Exemple : imaginons qu’un sujet ait mesuré qu’il a besoin d’avoir la liberté de choisir de préserver sa clarté d’esprit. Il pourrait se demander : si j’avais l’esprit clair, qu’est-ce que cela permettrait pour moi ? Qu’est-ce qu’il se passerait ? Peut-être que cela permettrait l’estime de moi ? Et si j’avais plus d’estime de moi, qu’est-ce que cela permettrait ? Qu’est-ce qu’il se passerait ? Je vivrais de la détente, de la fierté. Et, si j’étais détendu et fier, qu’est-ce que cela permettrait ? Cela me permettrait de mieux m’intégrer socialement. Et, si je m’intégrais, qu’est-ce qu’il se passerait ? Mon élan vital serait dynamisé. Et, si mon élan vital était dynamisé, qu’est-ce que cela permettrait ? Il y aurait plus de joie et de sens dans ma vie. Et, si ma vie avait de la joie et du sens, qu’est-ce que cela permettrait ? Donner le meilleur de moi etc.

Le besoin de donner le meilleur de soi est un besoin profond, moteur et inspirant. Sa beauté est suffisamment grande pour « tenir le niveau » des plus alléchantes addictions !

4. Prenez le temps de ressentir pleinement vos vécus émergents en lien avec chaque besoin de chaque colonne. Cette étape est capitale et ne sera utile que si vous l’accomplissez sans vous juger et jusqu’à ressentir le fameux ha-ha intérieur. Éprouvez par exemple pleinement votre enthousiasme quand vous faites la fête, ainsi que votre mal-être quand vous n’êtes pas libre de vos choix, etc.

5. Célébrez ensuite la beauté de chaque besoin des deux colonnes : en soi, un besoin, c’est appréciable, ça représente la Vie ! Ici, l’essentiel est de célébrer la beauté de vos intentions, en vous souvenant qu’unproblème ne réside jamais dans un besoin, mais dans la façon par laquelle on tente de le satisfaire.

:: ENREGISTREMENTS EXTRAITS ::
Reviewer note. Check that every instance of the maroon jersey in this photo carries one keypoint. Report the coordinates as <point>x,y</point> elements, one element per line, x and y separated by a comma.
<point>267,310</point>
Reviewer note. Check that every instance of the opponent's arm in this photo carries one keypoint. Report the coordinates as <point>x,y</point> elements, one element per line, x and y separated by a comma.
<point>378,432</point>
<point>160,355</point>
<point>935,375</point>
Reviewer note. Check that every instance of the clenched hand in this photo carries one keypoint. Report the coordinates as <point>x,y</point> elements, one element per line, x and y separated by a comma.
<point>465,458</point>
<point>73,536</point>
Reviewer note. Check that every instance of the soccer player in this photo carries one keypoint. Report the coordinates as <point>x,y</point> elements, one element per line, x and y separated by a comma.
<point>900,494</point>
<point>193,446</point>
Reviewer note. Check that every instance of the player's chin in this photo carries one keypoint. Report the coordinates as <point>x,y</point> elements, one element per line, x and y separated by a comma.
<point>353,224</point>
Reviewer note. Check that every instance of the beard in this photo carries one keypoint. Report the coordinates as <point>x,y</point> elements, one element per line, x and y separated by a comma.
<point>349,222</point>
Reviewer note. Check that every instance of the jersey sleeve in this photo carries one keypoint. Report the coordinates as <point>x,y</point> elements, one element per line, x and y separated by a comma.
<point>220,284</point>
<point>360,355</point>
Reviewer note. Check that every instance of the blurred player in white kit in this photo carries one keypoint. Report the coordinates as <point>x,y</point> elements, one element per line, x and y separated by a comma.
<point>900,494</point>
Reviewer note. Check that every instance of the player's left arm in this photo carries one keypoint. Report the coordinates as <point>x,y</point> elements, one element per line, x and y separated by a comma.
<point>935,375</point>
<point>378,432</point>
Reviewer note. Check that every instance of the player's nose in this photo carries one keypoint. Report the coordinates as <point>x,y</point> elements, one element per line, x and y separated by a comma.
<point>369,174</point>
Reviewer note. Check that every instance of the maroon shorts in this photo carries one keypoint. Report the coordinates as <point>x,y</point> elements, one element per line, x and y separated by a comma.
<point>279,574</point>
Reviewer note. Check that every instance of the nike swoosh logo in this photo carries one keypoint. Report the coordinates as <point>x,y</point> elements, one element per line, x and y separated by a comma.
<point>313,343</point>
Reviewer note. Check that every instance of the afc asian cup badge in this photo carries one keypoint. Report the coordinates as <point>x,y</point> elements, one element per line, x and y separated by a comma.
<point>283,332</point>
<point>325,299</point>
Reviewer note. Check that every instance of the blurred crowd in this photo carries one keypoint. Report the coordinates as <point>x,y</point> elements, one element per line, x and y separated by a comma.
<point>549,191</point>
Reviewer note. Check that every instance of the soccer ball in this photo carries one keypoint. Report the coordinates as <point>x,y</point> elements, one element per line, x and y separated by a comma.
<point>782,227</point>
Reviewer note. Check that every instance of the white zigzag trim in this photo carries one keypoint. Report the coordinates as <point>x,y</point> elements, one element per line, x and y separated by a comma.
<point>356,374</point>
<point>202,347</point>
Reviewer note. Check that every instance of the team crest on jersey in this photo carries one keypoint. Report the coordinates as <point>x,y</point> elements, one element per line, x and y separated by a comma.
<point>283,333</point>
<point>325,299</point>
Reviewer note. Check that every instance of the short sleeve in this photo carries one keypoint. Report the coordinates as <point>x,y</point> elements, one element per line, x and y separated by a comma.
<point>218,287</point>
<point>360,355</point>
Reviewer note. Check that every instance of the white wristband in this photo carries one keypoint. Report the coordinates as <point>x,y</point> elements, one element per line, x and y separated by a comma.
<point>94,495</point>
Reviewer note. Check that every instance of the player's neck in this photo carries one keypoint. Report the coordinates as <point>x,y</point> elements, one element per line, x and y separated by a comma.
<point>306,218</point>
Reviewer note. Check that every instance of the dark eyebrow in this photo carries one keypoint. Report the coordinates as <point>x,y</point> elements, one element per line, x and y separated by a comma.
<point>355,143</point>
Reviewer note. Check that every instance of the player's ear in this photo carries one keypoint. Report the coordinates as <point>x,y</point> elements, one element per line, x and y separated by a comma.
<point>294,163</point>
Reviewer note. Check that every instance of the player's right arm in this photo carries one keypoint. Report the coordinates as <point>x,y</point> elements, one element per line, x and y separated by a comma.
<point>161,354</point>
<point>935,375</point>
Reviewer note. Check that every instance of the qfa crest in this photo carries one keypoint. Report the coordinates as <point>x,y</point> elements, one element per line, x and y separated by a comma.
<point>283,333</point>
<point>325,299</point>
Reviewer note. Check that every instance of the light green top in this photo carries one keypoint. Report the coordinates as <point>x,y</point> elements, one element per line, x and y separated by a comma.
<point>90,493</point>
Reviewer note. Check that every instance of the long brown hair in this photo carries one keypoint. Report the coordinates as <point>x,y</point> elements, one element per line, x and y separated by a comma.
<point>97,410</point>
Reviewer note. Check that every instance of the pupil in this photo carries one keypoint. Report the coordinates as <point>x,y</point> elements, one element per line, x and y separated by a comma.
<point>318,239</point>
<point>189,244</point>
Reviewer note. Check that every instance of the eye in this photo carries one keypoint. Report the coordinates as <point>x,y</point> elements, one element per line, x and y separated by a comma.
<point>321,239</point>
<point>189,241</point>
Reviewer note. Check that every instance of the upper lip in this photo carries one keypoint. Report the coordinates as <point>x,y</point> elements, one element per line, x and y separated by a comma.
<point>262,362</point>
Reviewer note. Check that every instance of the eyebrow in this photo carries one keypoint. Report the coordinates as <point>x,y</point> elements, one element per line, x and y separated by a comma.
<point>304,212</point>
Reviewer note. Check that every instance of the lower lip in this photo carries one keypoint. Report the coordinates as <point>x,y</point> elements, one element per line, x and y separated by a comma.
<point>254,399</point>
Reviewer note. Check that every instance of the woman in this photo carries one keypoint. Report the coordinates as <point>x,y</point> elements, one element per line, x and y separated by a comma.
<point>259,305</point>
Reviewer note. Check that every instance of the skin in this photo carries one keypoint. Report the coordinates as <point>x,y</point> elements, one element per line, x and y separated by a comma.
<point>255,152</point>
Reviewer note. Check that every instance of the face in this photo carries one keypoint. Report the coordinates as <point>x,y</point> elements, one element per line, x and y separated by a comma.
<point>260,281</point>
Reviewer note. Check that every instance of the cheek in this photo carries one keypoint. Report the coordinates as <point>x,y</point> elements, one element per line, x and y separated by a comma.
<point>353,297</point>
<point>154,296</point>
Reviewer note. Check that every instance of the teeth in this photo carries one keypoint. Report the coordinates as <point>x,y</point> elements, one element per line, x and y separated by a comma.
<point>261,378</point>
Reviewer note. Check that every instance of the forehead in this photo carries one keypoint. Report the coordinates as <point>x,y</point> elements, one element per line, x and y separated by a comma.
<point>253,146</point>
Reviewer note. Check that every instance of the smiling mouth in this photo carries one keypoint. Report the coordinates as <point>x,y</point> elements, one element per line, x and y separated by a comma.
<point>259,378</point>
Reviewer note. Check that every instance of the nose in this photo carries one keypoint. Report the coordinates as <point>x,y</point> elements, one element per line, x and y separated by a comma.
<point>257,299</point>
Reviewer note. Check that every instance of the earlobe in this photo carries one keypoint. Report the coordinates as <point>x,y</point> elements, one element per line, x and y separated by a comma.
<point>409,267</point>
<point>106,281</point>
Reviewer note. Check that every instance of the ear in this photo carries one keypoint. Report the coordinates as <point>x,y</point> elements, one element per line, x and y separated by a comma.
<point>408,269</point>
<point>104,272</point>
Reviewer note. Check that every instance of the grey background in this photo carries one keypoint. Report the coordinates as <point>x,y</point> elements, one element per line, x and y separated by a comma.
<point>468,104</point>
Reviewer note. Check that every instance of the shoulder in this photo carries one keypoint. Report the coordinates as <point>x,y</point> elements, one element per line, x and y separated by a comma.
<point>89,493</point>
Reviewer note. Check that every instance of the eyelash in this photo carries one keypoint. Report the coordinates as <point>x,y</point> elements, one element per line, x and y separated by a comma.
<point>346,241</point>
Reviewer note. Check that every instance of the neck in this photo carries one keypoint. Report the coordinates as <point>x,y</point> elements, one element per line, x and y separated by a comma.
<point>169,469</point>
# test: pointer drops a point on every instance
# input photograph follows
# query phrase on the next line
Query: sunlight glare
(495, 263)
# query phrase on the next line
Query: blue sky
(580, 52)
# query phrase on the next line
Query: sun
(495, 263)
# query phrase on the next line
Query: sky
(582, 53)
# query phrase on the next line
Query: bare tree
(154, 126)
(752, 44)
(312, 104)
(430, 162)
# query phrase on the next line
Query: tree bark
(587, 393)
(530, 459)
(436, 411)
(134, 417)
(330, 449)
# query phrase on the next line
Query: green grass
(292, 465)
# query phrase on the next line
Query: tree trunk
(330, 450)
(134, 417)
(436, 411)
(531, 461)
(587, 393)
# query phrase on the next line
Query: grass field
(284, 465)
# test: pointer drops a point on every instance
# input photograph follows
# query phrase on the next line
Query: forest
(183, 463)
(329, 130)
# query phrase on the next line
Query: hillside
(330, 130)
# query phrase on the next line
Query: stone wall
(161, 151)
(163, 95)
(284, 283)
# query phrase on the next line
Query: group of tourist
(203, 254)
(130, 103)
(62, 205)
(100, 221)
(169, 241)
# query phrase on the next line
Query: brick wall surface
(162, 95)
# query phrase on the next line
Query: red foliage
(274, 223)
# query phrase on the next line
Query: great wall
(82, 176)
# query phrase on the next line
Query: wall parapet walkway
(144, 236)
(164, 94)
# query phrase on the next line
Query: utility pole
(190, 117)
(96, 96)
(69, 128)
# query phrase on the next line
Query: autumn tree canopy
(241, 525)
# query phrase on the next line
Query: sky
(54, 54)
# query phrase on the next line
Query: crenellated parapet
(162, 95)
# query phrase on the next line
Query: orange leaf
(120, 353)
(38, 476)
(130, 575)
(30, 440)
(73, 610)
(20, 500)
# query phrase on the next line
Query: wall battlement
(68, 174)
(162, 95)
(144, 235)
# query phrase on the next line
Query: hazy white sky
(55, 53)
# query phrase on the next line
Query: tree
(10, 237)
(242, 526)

:: DÉFIS ::
[A] Extrayez du texte sur les besoins tout ce qui va de « 4. Prenez le » jusqu'à « vos choix, etc. ».
[B] Poursuivez le texte sur les besoins à partir de sa dernière phrase.

:: RÉPONSES ::
[A]
4. Prenez le temps de ressentir pleinement vos vécus émergents en lien avec chaque besoin de chaque colonne. Cette étape est capitale et ne sera utile que si vous l’accomplissez sans vous juger et jusqu’à ressentir le fameux ha-ha intérieur. Éprouvez par exemple pleinement votre enthousiasme quand vous faites la fête, ainsi que votre mal-être quand vous n’êtes pas libre de vos choix, etc.

[B]
Les étapes 4 et 5 sont vitales parce qu’elles nous amènent à honorer et à apprécier ce qui constitue notre humanité propre. Et l’amour de soi est une part essentielle de la guérison, tout en se souvenant que cet amour n’a rien à voir avec se laisser faire tout et n’importe quoi !

6 . Explorez dans votre vie s’il y a déjà des actions par lesquelles les besoins assouvis par votre addiction sont également satisfaits, mais d’une autre manière, moins coûteuse (évitez de troquer l’alcool pour le tabac !). Voyez comment vous pourriez multiplier ces actes-là. Une grande part de votre travail consiste à imaginer diverses stratégies pouvant assouvir ces besoins. Et comme une seule dépendance a la capacité de satisfaire rapidement plusieurs besoins, si on veut qu’elle nous lâche, il est crucial d’être créatif et de trouver plusieurs façons de satisfaire les besoins satisfaits par la dépendance.

NB : Si, avant de plonger dans une addiction, vous parvenez à vous donner quelques minutes d’écoute, vous augmentez vos chances de recul par rapport à celle-ci. Mais ce n’est pas toujours possible, et, dans ce cas, il sera bon d’explorer les paramètres de la situation en dehors des moments difficiles. On ne quitte pas une dépendance, mais elle nous lâche peu à peu quand, connaissant les besoins qu’elle cherche à satisfaire, on tente de les assouvir d’une autre façon.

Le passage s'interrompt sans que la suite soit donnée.